*DESCRIPTION OF THE TASK*. Extract all records. Keep each one exact.
═══ EXTRACTED INFORMATION
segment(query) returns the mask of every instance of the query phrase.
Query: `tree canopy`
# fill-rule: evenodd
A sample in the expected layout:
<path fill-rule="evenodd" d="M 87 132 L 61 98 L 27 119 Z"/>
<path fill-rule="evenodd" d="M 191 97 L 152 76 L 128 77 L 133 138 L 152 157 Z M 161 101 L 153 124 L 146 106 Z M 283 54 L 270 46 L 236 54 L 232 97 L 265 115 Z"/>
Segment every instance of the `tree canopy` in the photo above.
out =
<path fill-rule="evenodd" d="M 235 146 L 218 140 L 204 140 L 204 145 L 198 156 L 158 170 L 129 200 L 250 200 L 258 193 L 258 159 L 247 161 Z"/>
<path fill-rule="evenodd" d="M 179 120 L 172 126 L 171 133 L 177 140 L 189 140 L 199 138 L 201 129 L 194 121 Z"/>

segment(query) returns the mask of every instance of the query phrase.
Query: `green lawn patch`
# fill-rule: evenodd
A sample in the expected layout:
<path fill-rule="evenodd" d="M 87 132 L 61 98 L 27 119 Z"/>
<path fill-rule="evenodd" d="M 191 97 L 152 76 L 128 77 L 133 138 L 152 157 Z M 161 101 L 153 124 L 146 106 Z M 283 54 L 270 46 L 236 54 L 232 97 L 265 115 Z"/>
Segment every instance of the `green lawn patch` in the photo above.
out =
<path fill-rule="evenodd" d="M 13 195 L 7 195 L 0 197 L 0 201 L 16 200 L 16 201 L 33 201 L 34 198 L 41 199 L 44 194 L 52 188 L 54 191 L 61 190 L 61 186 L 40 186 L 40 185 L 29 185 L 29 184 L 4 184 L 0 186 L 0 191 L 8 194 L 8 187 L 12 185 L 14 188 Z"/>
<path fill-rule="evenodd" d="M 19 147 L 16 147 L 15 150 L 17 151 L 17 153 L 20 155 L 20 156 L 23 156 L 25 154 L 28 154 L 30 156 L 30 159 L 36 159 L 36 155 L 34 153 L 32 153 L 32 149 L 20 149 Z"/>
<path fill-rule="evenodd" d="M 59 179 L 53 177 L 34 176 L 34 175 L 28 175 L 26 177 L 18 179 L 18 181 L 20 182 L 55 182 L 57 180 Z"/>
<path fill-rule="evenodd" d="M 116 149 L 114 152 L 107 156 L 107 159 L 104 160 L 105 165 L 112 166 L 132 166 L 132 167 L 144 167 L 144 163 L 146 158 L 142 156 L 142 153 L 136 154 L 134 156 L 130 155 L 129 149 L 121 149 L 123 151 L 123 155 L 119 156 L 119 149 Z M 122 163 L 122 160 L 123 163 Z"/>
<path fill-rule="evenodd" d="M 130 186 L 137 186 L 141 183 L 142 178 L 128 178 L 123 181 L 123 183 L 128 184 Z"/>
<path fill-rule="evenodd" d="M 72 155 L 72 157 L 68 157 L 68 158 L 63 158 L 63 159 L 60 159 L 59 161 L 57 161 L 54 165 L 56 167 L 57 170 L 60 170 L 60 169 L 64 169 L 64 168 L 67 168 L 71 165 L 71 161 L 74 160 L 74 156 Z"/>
══════
*TASK OUTPUT*.
segment(query) returns the mask of every instance of the query phrase.
Query: `tree canopy`
# fill-rule: evenodd
A sample in the expected layout:
<path fill-rule="evenodd" d="M 87 132 L 61 98 L 27 119 Z"/>
<path fill-rule="evenodd" d="M 191 97 L 152 76 L 128 77 L 133 138 L 152 157 Z M 161 101 L 153 124 L 146 106 Z M 283 54 L 270 46 L 236 54 L 232 97 L 265 115 Z"/>
Segment every instance of the `tree canopy` in the photo above.
out =
<path fill-rule="evenodd" d="M 235 146 L 218 140 L 204 140 L 204 145 L 198 156 L 158 170 L 129 200 L 250 200 L 258 193 L 258 159 L 247 161 Z"/>
<path fill-rule="evenodd" d="M 179 120 L 172 126 L 171 133 L 177 140 L 189 140 L 199 138 L 201 129 L 194 121 Z"/>

segment(query) returns the mask of every instance of the query phrase.
Query: `green lawn patch`
# fill-rule: evenodd
A sample in the expected layout:
<path fill-rule="evenodd" d="M 87 132 L 61 98 L 27 119 Z"/>
<path fill-rule="evenodd" d="M 191 97 L 152 76 L 128 77 L 133 138 L 152 157 Z M 161 101 L 153 124 L 146 106 Z M 283 54 L 270 46 L 236 54 L 232 97 L 265 115 Z"/>
Segment every instance of the `green lawn patch` in the photo above.
out =
<path fill-rule="evenodd" d="M 13 195 L 7 195 L 0 197 L 0 201 L 16 200 L 16 201 L 33 201 L 34 198 L 41 199 L 44 194 L 52 188 L 54 191 L 61 190 L 61 186 L 40 186 L 40 185 L 29 185 L 29 184 L 4 184 L 0 186 L 0 191 L 8 194 L 8 187 L 12 185 L 14 188 Z"/>
<path fill-rule="evenodd" d="M 19 147 L 16 147 L 15 150 L 17 151 L 17 153 L 20 155 L 20 156 L 23 156 L 25 154 L 28 154 L 30 156 L 30 159 L 36 159 L 36 155 L 34 153 L 32 153 L 32 149 L 20 149 Z"/>
<path fill-rule="evenodd" d="M 59 179 L 53 177 L 34 176 L 34 175 L 28 175 L 26 177 L 18 179 L 18 181 L 20 182 L 55 182 L 57 180 Z"/>
<path fill-rule="evenodd" d="M 116 149 L 114 152 L 107 156 L 107 159 L 104 160 L 105 165 L 112 166 L 132 166 L 132 167 L 144 167 L 144 163 L 146 158 L 142 156 L 142 153 L 136 154 L 134 156 L 130 155 L 129 149 L 121 149 L 123 151 L 123 155 L 119 156 L 119 149 Z M 122 163 L 122 160 L 123 163 Z"/>
<path fill-rule="evenodd" d="M 130 186 L 137 186 L 141 183 L 142 178 L 128 178 L 123 181 L 123 183 L 128 184 Z"/>
<path fill-rule="evenodd" d="M 72 155 L 72 157 L 68 157 L 68 158 L 63 158 L 63 159 L 60 159 L 59 161 L 57 161 L 54 165 L 56 167 L 57 170 L 60 170 L 60 169 L 64 169 L 64 168 L 67 168 L 71 165 L 71 161 L 74 160 L 74 156 Z"/>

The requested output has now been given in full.